Arrange everything from the start of the rows down to the line containing "rough mask: <svg", both included, as a Markdown table with columns n and Line, giving each line's number and its text and leaving out blank lines.

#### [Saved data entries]
>>>>>

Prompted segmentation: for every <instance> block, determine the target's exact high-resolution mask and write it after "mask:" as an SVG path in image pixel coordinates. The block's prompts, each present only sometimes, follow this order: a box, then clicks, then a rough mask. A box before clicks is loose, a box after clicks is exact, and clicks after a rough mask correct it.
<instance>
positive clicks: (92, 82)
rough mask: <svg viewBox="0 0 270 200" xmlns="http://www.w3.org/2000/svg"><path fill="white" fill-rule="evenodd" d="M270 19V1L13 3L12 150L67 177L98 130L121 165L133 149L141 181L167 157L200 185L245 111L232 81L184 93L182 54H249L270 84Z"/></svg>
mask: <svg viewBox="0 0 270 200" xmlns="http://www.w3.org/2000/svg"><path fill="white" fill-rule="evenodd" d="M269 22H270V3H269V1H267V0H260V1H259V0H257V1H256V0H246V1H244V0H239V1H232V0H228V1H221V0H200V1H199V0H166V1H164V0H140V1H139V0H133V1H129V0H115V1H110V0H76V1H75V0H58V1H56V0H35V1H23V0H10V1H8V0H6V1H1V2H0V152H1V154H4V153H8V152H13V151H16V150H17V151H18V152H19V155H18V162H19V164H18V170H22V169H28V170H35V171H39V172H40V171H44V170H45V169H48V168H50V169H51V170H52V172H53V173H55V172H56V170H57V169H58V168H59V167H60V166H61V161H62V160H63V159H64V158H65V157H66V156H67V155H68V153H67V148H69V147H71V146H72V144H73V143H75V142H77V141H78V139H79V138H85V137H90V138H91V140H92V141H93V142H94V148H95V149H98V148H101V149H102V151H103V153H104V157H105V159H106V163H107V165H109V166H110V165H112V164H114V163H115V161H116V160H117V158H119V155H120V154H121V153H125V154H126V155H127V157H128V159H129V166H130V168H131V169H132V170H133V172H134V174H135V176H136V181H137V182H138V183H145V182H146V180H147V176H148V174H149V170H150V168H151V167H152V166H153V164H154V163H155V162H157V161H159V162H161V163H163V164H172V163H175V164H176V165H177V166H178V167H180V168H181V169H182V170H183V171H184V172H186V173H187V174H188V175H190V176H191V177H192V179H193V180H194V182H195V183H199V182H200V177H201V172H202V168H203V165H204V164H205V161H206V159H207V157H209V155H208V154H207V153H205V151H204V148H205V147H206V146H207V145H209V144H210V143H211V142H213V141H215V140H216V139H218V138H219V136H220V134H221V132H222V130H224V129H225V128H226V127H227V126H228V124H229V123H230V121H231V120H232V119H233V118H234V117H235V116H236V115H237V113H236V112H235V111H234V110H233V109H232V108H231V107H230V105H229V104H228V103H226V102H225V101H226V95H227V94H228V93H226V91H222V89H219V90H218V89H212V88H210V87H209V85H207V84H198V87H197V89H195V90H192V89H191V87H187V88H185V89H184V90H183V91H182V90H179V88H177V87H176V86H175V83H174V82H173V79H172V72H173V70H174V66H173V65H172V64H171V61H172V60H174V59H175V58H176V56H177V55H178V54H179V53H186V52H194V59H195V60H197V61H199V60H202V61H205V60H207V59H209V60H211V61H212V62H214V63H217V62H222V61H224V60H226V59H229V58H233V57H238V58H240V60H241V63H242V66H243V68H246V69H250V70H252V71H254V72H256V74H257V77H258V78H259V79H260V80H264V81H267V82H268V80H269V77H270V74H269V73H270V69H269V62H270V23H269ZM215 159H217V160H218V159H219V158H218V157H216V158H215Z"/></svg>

<<<<<

#### [OUTPUT OF THE TASK]
| n | Line |
|---|---|
| 1 | Prompted segmentation: for every <instance> block, determine the target's exact high-resolution mask and write it after "mask:" as an SVG path in image pixel coordinates. The block's prompts, each present only sometimes, follow this order: a box, then clicks, then a rough mask. A box before clicks is loose, a box after clicks is exact, and clicks after a rough mask correct it. |
| 2 | <instance> |
| 3 | positive clicks: (92, 82) |
| 4 | rough mask: <svg viewBox="0 0 270 200" xmlns="http://www.w3.org/2000/svg"><path fill="white" fill-rule="evenodd" d="M270 19V1L13 3L12 150L67 177L98 130L121 165L133 149L141 181L167 157L200 185L245 111L232 81L184 93L182 54H249L270 84Z"/></svg> |